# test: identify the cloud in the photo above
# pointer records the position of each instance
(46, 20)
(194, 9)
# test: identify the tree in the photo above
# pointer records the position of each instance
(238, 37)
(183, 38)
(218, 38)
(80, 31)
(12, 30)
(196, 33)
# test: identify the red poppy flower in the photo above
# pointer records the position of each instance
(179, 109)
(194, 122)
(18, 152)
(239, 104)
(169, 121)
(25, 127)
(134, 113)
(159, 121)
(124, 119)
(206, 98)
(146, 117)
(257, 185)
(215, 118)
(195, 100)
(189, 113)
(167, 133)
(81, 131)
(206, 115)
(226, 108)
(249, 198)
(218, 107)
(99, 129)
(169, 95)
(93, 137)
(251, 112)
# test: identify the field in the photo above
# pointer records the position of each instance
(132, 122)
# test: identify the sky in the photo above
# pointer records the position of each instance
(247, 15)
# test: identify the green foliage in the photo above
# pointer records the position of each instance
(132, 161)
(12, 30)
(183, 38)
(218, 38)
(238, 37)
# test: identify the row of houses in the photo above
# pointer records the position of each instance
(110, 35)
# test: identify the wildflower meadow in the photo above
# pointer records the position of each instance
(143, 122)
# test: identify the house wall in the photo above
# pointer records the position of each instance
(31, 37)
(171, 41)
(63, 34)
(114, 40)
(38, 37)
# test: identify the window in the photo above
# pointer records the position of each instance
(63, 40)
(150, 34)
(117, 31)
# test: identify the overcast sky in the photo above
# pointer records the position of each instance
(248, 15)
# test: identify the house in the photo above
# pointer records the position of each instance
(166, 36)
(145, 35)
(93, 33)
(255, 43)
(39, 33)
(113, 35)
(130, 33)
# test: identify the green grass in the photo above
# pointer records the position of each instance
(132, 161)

--- --- ---

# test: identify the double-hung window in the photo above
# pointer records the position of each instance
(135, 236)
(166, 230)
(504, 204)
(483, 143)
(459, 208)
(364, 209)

--- --- ---

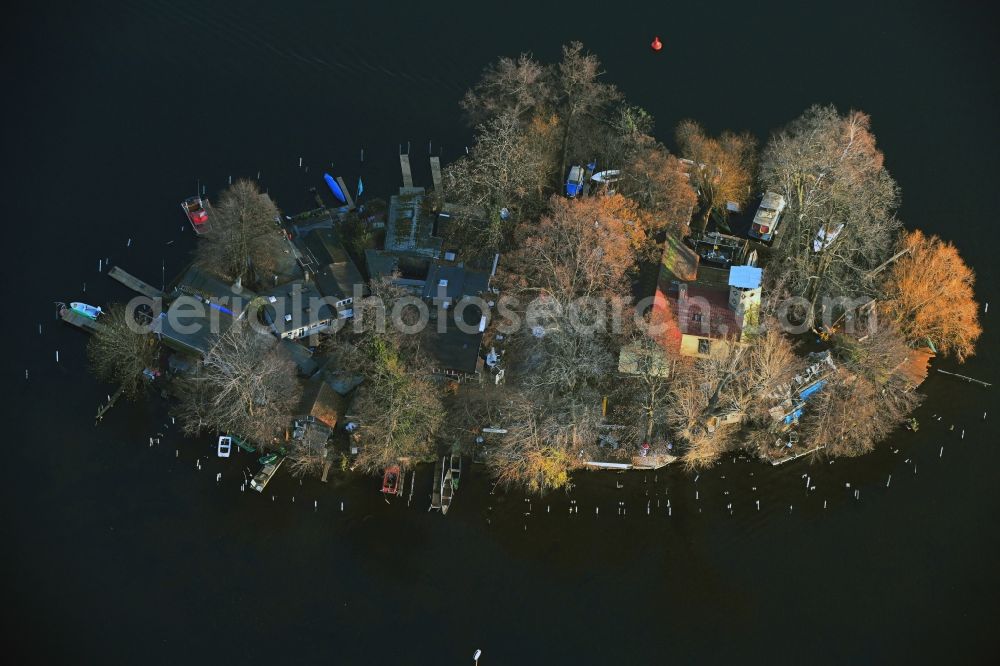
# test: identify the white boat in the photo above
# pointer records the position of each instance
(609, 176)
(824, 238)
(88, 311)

--- --- ---

■ WHAT NEEDS TO BE DONE ■
Scan the listing above, and wherever a line holds the string "green", copy that line.

■ RESULT FOR THIS EXERCISE ■
# test: identify the green foliage in the photo above
# test: identify the green grass in the photo above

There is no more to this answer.